» **YOUR TASK**
Repeat word for word the lines of the data from the one holding "Where can the decorative" through the final line, both included.

» **GIVEN ENTRIES**
((
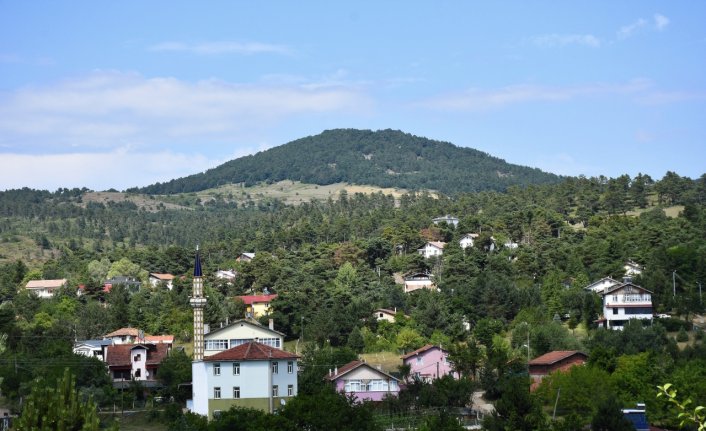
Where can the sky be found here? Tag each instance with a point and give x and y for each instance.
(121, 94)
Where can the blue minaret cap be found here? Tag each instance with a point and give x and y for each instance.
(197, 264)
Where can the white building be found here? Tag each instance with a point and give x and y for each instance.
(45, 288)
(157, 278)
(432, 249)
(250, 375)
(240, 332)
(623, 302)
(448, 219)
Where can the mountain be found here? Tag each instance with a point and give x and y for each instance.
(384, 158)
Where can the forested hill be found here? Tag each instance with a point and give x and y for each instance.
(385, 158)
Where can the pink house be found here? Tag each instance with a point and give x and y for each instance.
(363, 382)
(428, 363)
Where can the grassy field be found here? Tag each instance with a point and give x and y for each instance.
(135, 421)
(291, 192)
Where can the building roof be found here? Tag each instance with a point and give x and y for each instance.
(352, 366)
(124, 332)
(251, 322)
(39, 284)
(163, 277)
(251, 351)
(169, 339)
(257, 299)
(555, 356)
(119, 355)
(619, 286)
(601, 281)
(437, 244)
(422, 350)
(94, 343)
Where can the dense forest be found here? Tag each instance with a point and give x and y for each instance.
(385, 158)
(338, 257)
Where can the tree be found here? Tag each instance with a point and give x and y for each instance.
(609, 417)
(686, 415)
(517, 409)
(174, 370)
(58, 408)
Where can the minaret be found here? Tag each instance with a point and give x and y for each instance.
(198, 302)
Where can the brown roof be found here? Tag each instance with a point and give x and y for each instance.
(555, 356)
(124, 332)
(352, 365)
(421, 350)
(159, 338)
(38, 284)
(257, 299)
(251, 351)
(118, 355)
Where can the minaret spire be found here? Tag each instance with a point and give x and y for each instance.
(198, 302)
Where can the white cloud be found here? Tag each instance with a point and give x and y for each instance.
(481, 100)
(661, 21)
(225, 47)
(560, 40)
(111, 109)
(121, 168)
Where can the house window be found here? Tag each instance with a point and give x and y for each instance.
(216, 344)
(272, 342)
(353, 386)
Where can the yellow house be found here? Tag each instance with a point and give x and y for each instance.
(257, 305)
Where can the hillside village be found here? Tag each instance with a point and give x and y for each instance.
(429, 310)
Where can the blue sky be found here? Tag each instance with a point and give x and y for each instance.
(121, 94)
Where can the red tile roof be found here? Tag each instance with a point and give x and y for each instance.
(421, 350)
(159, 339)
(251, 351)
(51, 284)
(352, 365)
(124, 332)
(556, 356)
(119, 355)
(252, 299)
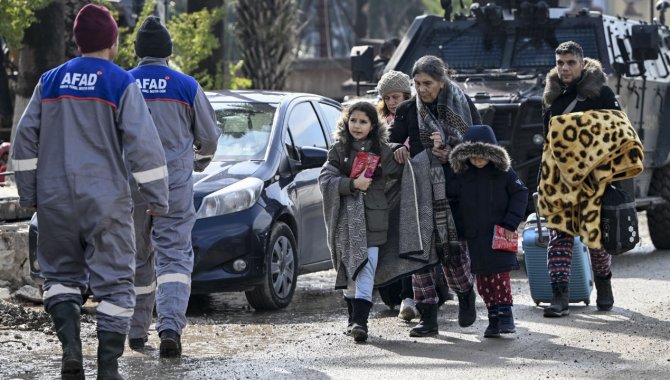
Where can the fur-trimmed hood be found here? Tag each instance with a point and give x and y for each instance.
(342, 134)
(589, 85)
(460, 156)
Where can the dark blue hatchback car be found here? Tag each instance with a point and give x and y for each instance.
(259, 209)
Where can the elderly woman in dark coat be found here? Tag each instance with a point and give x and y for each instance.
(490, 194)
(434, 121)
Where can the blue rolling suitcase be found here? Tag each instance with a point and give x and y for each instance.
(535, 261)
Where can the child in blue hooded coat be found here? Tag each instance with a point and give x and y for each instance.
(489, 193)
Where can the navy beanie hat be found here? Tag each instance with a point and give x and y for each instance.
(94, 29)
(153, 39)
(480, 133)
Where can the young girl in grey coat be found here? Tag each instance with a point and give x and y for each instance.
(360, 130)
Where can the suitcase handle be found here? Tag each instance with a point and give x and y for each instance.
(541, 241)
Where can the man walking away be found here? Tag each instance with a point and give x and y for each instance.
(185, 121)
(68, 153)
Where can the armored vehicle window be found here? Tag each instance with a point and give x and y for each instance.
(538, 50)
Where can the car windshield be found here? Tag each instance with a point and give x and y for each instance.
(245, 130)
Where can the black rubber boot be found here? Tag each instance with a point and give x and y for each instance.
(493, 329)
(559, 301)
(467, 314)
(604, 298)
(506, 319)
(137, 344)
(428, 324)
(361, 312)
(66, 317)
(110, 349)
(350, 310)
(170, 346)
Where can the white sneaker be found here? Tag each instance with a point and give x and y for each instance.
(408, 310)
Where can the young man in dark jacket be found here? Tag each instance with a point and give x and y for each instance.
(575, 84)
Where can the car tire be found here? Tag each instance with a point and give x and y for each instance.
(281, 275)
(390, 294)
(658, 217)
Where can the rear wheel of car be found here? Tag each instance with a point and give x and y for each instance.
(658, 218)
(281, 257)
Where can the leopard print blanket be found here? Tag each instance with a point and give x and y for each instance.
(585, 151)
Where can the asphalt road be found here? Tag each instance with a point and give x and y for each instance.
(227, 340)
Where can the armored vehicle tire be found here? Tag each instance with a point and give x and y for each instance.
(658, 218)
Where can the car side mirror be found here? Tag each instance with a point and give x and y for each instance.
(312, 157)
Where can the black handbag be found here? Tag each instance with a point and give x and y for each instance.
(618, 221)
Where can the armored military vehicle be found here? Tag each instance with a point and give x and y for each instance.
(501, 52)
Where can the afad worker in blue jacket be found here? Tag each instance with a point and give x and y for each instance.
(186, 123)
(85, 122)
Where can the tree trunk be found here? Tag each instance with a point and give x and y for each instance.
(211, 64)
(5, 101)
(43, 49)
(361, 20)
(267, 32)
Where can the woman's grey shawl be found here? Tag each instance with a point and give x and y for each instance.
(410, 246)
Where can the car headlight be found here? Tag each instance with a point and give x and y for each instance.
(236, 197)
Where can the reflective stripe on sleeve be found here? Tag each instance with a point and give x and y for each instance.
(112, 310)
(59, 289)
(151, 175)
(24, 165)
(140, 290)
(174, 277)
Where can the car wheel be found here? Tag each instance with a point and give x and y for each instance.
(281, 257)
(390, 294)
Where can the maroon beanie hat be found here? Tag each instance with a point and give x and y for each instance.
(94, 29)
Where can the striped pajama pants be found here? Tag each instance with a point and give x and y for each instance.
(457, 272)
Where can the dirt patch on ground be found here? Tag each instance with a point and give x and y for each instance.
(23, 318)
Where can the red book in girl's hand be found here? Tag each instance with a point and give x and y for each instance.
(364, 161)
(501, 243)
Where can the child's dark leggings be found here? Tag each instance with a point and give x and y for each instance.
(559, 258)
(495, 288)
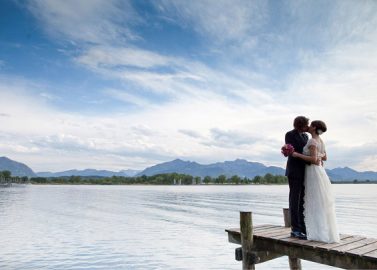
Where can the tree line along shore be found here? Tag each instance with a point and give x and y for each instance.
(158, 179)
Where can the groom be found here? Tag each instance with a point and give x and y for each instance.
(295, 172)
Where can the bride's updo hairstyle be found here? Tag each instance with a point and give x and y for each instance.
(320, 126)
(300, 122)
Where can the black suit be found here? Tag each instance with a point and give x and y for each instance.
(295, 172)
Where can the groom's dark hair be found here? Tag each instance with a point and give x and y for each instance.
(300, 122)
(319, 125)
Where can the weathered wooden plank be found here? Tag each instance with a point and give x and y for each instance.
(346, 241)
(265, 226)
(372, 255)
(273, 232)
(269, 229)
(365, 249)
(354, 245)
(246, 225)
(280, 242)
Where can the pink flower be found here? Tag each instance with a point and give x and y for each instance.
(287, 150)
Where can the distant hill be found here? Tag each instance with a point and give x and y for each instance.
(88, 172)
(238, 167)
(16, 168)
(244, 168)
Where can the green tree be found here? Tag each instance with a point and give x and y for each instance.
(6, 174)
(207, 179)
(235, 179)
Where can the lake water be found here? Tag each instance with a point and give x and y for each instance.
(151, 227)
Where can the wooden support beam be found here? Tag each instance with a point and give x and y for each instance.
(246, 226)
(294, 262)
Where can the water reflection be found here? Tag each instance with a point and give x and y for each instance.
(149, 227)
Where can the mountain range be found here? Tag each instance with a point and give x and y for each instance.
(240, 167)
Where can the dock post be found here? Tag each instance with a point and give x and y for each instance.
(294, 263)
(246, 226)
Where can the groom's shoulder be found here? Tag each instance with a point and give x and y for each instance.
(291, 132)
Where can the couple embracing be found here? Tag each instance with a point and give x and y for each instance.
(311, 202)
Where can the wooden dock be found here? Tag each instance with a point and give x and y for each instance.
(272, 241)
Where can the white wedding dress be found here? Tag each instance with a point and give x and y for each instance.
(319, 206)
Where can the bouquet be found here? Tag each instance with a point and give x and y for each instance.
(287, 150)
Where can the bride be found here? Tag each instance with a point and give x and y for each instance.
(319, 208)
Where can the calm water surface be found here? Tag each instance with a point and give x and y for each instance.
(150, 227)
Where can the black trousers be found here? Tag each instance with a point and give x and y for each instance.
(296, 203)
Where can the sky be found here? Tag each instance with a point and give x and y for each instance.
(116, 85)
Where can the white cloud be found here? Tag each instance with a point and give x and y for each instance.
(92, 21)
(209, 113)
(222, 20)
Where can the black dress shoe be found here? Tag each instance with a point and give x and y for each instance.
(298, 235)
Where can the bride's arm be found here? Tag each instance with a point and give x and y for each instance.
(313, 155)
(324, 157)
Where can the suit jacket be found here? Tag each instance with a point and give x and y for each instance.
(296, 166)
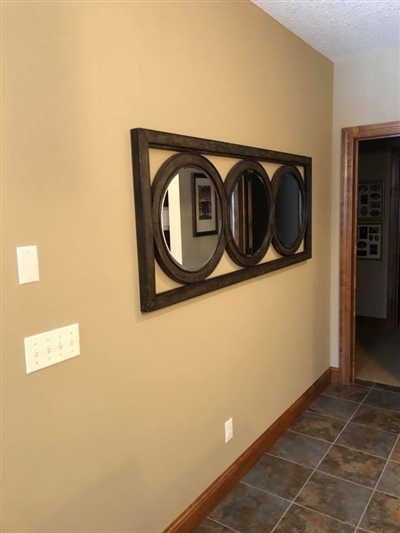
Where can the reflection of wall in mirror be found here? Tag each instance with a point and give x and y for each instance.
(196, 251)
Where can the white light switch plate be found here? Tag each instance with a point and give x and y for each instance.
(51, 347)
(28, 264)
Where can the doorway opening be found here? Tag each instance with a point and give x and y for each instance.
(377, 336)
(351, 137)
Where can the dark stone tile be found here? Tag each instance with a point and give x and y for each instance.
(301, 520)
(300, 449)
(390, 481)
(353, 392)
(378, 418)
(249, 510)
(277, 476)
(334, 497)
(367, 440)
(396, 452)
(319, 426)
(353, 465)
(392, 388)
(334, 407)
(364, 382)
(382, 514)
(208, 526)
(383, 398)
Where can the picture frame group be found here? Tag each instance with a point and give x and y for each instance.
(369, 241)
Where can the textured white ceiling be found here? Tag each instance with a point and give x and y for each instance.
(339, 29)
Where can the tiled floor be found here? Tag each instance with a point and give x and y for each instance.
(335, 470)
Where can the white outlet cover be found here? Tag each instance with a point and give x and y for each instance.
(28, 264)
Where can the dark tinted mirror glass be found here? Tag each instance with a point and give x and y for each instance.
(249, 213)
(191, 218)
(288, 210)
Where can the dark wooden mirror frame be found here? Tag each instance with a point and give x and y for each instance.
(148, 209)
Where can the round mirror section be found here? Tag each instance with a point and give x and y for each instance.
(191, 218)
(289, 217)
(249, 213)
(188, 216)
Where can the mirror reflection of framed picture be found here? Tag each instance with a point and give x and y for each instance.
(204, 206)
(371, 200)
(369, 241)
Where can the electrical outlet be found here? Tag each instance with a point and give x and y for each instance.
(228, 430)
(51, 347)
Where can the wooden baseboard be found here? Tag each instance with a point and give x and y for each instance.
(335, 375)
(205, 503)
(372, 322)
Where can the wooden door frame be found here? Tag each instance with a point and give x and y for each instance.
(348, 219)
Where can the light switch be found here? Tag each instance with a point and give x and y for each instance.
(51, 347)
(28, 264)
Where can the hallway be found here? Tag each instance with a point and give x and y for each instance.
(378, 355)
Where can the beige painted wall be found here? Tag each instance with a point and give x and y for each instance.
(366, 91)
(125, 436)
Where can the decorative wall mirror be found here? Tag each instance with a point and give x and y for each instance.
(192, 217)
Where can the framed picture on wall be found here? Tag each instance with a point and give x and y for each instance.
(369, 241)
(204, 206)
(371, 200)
))
» **RESPONSE**
Where can the decorative wall mirror be found here? Tag each instance with a point and give x and y for each instance.
(192, 217)
Where can the framed picture on wall be found here? Tag each instance with a point and give x and y for each instance.
(369, 241)
(204, 206)
(371, 200)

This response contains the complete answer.